Branding Strategies

Branding Strategies

Branding Strategies

With the passage of time, successful companies grow and the number of products handled by most companies also grows. These companies face the question as to what kind of branding relationships these products will have. The branding strategies that companies adopt reflect this relationship. There is no best branding strategy and the choice is not easy. Different companies adopt different strategies, and since there is no best strategy for all types of products, a company may adopt different branding strategies across its product mix.
Companies differ in their approaches to branding. A casual look at Western World and Eastern World shows that companies of the Western World generally adopt product branding strategies (one product one brand or many products many brands). At the top of this approach are three giant and familiar companies, P&G, HLL, and Xerox. Eastern companies, such as those from South Korea and Japan adopt a mega branding approach. The company tagline covers all products “Chips to Ships.” Examples are Hyundai, Samsung, LG, Hitachi, Mitsubishi, Toyota, etc. These two general approaches reflect customer or market-oriented logic, or cost-oriented logic.

◆ Given task 1
Could you give the lines of the records as a numbered list, starting at the line that contains "leg, as integer pixel positions." and ending at the last line of the records, with blank lines left out?

◆ Listed entries
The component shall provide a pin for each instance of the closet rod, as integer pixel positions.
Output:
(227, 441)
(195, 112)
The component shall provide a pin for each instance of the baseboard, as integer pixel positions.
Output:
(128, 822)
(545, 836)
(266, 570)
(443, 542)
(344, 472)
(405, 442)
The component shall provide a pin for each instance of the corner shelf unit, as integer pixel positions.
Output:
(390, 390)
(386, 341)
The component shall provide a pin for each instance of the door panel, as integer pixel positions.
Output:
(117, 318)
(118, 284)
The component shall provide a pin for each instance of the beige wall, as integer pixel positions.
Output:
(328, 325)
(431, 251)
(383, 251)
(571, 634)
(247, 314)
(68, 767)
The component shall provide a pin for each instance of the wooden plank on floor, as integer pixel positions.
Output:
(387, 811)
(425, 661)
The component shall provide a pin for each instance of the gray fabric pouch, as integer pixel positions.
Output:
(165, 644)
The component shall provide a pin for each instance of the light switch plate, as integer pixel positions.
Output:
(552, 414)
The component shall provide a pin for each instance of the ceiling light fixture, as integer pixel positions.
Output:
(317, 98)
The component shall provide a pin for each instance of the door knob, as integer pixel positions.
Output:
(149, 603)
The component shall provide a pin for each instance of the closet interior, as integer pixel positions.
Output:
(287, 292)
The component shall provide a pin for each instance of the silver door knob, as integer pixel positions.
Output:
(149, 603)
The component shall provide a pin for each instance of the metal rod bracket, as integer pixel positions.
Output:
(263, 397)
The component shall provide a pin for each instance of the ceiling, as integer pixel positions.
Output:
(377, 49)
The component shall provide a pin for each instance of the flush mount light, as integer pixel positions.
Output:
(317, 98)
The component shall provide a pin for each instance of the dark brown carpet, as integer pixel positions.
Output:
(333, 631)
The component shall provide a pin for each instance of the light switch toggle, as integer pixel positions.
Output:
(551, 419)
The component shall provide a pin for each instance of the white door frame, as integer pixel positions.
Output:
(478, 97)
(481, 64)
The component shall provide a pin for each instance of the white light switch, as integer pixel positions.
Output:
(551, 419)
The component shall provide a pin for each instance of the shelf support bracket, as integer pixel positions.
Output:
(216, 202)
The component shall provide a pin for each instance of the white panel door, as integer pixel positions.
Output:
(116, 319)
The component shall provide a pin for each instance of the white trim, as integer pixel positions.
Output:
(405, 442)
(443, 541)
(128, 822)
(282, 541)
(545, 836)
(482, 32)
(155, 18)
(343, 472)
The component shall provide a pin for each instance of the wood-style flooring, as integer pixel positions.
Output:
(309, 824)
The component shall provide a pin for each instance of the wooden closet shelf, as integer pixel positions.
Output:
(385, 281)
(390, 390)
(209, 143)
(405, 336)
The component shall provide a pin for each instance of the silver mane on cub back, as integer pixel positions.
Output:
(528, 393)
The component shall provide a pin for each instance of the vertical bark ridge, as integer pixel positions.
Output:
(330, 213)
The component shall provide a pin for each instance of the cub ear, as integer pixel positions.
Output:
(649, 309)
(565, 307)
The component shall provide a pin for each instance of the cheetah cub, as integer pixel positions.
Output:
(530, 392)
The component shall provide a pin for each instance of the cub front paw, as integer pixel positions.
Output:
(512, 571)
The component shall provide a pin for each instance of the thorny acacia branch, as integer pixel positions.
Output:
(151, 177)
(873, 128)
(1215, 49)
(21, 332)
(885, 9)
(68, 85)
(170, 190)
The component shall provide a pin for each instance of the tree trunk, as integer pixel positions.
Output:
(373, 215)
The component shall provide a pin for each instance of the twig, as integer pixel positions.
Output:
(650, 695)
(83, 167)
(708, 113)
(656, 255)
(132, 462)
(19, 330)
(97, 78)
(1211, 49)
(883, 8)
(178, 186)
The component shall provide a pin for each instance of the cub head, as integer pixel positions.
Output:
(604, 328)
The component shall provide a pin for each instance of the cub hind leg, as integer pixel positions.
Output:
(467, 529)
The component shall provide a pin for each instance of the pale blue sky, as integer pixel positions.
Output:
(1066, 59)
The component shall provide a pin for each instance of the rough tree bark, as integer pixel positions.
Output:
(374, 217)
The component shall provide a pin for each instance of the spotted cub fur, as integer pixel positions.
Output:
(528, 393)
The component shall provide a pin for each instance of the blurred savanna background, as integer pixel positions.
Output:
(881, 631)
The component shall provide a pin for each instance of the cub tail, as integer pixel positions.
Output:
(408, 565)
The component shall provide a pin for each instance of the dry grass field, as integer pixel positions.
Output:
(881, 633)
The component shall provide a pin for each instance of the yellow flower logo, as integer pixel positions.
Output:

◆ Given task 2
How would you render this sentence from the text on branding strategies in Spanish: "There is no best branding strategy and the choice is not easy."

◆ Exercise response 1
1. The component shall provide a pin for each instance of the cub hind leg, as integer pixel positions.
2. Output:
3. (467, 529)
4. The component shall provide a pin for each instance of the pale blue sky, as integer pixel positions.
5. Output:
6. (1066, 59)
7. The component shall provide a pin for each instance of the rough tree bark, as integer pixel positions.
8. Output:
9. (374, 217)
10. The component shall provide a pin for each instance of the spotted cub fur, as integer pixel positions.
11. Output:
12. (528, 393)
13. The component shall provide a pin for each instance of the blurred savanna background, as integer pixel positions.
14. Output:
15. (881, 631)
16. The component shall provide a pin for each instance of the cub tail, as integer pixel positions.
17. Output:
18. (408, 565)
19. The component shall provide a pin for each instance of the dry grass field, as integer pixel positions.
20. Output:
21. (881, 633)
22. The component shall provide a pin for each instance of the yellow flower logo, as integer pixel positions.
23. Output:

◆ Exercise response 2
No hay una mejor estrategia de marca y la elección no es fácil.